### [EXERCISE TASK]
Reproduce the material below word for word, keeping every line unchanged.
─── TASK INPUT ───
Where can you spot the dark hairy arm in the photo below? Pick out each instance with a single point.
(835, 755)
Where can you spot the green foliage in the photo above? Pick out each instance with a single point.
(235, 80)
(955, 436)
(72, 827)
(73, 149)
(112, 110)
───
### [ANSWER IN FULL]
Where can you spot the dark hairy arm in the photo below? Pick out each instance with a single point.
(835, 755)
Where can you spot the green foliage in the photo above? Pick out each instance with a single point.
(235, 80)
(955, 436)
(72, 827)
(73, 149)
(112, 110)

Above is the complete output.